◆ **The problem**
Repeat all of the data precisely.

◆ **Supplied entries**
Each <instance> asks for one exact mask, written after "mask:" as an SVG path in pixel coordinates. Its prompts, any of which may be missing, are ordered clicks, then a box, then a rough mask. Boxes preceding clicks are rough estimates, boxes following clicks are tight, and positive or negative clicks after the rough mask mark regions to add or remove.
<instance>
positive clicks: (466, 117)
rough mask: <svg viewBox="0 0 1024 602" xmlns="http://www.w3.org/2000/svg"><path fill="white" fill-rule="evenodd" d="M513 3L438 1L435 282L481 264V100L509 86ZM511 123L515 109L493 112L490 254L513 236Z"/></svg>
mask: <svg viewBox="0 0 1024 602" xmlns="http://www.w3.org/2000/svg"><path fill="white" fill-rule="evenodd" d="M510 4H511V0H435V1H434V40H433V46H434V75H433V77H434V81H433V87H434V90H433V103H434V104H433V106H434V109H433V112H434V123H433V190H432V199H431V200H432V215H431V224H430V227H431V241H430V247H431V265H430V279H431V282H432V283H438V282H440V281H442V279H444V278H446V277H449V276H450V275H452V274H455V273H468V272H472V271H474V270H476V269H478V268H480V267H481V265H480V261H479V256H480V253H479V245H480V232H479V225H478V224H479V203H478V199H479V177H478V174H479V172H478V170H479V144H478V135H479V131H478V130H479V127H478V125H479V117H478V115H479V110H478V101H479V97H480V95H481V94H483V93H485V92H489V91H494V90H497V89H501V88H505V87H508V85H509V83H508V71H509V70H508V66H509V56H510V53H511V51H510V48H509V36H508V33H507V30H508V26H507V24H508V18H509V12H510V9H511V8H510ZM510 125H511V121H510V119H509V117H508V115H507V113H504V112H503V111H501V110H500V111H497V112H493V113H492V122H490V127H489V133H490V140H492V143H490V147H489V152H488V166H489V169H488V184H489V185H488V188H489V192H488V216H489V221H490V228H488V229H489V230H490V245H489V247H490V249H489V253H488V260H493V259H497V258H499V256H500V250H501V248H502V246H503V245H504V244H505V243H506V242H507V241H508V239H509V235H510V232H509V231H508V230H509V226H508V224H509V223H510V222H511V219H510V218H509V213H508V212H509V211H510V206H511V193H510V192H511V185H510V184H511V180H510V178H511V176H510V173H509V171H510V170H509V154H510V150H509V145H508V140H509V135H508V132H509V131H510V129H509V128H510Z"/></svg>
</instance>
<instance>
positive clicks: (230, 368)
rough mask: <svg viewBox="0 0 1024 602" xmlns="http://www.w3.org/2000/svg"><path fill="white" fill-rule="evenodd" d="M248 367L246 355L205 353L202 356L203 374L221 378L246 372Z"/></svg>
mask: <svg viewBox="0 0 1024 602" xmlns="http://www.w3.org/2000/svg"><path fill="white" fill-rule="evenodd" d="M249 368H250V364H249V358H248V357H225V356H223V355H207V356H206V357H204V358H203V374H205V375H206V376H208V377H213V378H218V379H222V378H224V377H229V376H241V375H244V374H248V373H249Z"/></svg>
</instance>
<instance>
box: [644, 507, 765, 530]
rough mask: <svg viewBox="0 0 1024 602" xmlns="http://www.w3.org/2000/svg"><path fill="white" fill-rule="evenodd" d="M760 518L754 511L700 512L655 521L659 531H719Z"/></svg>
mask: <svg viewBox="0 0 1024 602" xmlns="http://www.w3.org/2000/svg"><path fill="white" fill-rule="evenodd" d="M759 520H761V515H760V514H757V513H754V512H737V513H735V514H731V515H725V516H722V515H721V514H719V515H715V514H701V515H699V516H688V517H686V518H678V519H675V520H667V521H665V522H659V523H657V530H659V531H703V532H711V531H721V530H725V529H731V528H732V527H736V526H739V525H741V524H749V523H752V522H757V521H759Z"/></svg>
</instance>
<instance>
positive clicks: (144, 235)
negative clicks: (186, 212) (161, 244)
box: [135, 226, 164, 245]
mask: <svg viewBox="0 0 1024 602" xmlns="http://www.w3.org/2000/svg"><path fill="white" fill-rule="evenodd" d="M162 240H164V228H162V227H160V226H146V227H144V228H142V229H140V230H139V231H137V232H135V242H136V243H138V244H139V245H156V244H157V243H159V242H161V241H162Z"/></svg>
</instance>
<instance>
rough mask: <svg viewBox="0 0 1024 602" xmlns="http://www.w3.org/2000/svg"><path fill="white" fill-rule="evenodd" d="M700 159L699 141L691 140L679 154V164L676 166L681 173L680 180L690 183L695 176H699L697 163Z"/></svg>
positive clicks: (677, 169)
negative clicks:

◆ **Written response**
Each <instance> asks for one exact mask, written after "mask:" as an SVG path in pixel coordinates. Its prompts, any of which may be missing, are ordered clicks, then a box, then a rough mask. Boxes preceding clicks are rough estimates, boxes following clicks are tight, and positive or negative clicks after the rough mask mark regions to add or remove.
<instance>
positive clicks: (466, 117)
rough mask: <svg viewBox="0 0 1024 602" xmlns="http://www.w3.org/2000/svg"><path fill="white" fill-rule="evenodd" d="M513 3L438 1L435 282L481 264V100L509 86ZM511 123L515 109L493 112L490 254L513 236Z"/></svg>
mask: <svg viewBox="0 0 1024 602" xmlns="http://www.w3.org/2000/svg"><path fill="white" fill-rule="evenodd" d="M510 4H511V0H435V1H434V40H433V46H434V75H433V77H434V81H433V87H434V90H433V103H434V104H433V106H434V109H433V112H434V123H433V190H432V199H431V200H432V215H431V224H430V227H431V241H430V247H431V265H430V279H431V282H432V283H438V282H440V281H442V279H444V278H446V277H449V276H450V275H452V274H455V273H468V272H472V271H474V270H476V269H478V268H480V267H481V265H480V261H479V256H480V253H479V245H480V232H479V225H478V224H479V203H478V199H479V177H478V174H479V172H478V170H479V144H478V135H479V131H478V130H479V127H478V125H479V117H478V115H479V110H478V101H479V97H480V95H481V94H483V93H485V92H489V91H494V90H497V89H501V88H505V87H508V85H509V83H508V71H509V70H508V66H509V56H510V53H511V51H510V48H509V36H508V33H507V30H508V26H507V24H508V18H509V12H510V9H511V8H510ZM510 125H511V121H510V119H509V117H508V115H507V113H504V112H503V111H501V110H500V111H497V112H493V113H492V122H490V127H489V133H490V140H492V143H490V147H489V152H488V166H489V169H488V184H489V185H488V188H489V192H488V216H489V221H490V228H488V229H489V230H490V245H489V247H490V249H489V253H488V260H493V259H497V258H499V256H500V250H501V248H502V246H503V245H504V244H505V243H506V242H507V241H508V239H509V235H510V232H509V231H508V230H509V226H508V224H509V223H510V222H511V219H510V218H509V213H508V212H509V211H510V206H511V193H510V192H511V185H510V184H511V180H510V178H511V176H510V173H509V171H510V170H509V154H510V150H509V145H508V140H509V135H508V132H509V131H510V129H509V128H510Z"/></svg>
</instance>
<instance>
positive clicks: (230, 368)
rough mask: <svg viewBox="0 0 1024 602" xmlns="http://www.w3.org/2000/svg"><path fill="white" fill-rule="evenodd" d="M248 367L246 355L205 353L202 356L203 374L221 378L246 372Z"/></svg>
mask: <svg viewBox="0 0 1024 602" xmlns="http://www.w3.org/2000/svg"><path fill="white" fill-rule="evenodd" d="M249 368H250V364H249V358H248V357H225V356H223V355H207V356H206V357H204V358H203V374H205V375H206V376H208V377H213V378H218V379H222V378H224V377H229V376H241V375H244V374H248V373H249Z"/></svg>
</instance>
<instance>
box: [644, 507, 765, 530]
rough mask: <svg viewBox="0 0 1024 602" xmlns="http://www.w3.org/2000/svg"><path fill="white" fill-rule="evenodd" d="M760 518L754 511L700 512L655 521L659 531H719Z"/></svg>
mask: <svg viewBox="0 0 1024 602" xmlns="http://www.w3.org/2000/svg"><path fill="white" fill-rule="evenodd" d="M759 520H761V515H760V514H757V513H754V512H737V513H735V514H731V515H725V516H722V515H721V514H719V515H715V514H701V515H699V516H688V517H686V518H678V519H675V520H667V521H665V522H659V523H657V530H659V531H703V532H711V531H721V530H725V529H731V528H732V527H736V526H739V525H741V524H749V523H752V522H757V521H759Z"/></svg>
</instance>
<instance>
positive clicks: (144, 235)
negative clicks: (186, 212) (161, 244)
box: [135, 226, 164, 245]
mask: <svg viewBox="0 0 1024 602" xmlns="http://www.w3.org/2000/svg"><path fill="white" fill-rule="evenodd" d="M162 240H164V228H162V227H160V226H146V227H144V228H142V229H140V230H139V231H137V232H135V242H136V243H138V244H139V245H156V244H157V243H159V242H161V241H162Z"/></svg>
</instance>
<instance>
rough mask: <svg viewBox="0 0 1024 602" xmlns="http://www.w3.org/2000/svg"><path fill="white" fill-rule="evenodd" d="M700 159L699 141L691 140L679 154V164L676 166L681 173L680 180L690 183L695 176H699L697 163Z"/></svg>
positive clicks: (677, 169)
negative clicks:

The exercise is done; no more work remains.